YOUR OBJECTIVE => Every line from the one with "Help me locate the mountain" to the end of the entries, both included, is to be copied exactly; the other lines stay out.

RECORDS SUPPLIED =>
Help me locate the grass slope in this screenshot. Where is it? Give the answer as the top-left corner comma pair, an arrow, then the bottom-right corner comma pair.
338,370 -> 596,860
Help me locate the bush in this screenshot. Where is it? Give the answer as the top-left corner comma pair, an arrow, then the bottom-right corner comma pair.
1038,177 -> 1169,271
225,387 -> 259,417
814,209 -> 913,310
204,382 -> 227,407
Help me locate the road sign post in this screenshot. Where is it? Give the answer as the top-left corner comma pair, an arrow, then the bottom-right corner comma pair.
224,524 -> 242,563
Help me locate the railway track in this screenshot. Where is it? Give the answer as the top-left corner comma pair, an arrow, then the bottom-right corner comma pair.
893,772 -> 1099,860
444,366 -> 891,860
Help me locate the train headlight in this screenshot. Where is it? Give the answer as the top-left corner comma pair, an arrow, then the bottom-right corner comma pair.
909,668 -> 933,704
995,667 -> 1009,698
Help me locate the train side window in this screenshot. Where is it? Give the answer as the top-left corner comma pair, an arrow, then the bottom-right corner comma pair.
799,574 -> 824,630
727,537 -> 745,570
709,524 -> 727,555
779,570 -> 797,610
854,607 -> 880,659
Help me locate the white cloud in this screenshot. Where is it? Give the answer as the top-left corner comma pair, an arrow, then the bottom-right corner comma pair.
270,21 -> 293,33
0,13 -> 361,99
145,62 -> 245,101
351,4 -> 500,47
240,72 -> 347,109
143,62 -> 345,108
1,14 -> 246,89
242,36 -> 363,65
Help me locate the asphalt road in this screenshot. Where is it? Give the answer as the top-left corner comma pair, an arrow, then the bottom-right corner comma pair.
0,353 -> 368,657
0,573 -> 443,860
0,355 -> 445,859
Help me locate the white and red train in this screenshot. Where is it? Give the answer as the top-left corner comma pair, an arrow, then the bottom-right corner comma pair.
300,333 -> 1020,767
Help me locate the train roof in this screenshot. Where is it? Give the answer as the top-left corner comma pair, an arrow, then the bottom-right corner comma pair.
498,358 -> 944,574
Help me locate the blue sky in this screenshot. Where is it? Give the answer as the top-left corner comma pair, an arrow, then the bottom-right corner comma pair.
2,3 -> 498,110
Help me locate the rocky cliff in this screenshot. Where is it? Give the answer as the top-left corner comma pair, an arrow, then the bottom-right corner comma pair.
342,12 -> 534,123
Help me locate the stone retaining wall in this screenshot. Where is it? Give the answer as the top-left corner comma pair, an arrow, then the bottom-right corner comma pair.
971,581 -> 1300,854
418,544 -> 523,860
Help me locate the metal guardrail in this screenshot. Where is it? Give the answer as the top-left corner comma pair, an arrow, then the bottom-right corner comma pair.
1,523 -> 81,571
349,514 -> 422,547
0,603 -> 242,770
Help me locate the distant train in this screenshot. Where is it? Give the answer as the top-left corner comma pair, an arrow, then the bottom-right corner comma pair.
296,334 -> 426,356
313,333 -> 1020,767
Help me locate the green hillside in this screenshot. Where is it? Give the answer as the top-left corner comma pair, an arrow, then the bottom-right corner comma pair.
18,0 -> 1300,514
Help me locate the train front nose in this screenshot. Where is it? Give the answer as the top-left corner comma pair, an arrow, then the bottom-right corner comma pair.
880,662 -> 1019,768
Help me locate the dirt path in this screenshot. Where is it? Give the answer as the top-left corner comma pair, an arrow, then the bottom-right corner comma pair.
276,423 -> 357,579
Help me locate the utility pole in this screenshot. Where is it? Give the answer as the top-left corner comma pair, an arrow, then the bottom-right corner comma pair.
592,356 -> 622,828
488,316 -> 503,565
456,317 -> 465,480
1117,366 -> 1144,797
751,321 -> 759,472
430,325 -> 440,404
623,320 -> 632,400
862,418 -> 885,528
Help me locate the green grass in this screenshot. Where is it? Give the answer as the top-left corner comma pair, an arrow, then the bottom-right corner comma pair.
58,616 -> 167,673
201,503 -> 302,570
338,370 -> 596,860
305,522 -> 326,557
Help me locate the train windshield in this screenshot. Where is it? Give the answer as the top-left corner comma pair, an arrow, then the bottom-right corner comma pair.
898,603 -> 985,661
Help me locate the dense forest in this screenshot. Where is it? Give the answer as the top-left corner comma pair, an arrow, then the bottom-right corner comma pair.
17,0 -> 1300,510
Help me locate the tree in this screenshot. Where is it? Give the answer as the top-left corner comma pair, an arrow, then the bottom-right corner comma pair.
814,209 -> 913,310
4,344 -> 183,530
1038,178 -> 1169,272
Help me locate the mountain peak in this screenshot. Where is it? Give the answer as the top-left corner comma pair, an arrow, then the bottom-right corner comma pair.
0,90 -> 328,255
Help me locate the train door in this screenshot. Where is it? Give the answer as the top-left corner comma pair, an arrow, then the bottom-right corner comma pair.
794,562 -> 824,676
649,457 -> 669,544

EXERCISE ANSWER =>
Help me locate the mountain peak in this screenshot. Where is it? Give the answer as the top-left corner comma pair, an arrow, then the bottom-right corner comma pair.
0,90 -> 328,255
Help me locate the train door in this screenshot. Where is it? Give the answer as the top-left corner comma pair, an arrow, then the bottom-right corner comma pair.
794,562 -> 824,676
649,457 -> 669,544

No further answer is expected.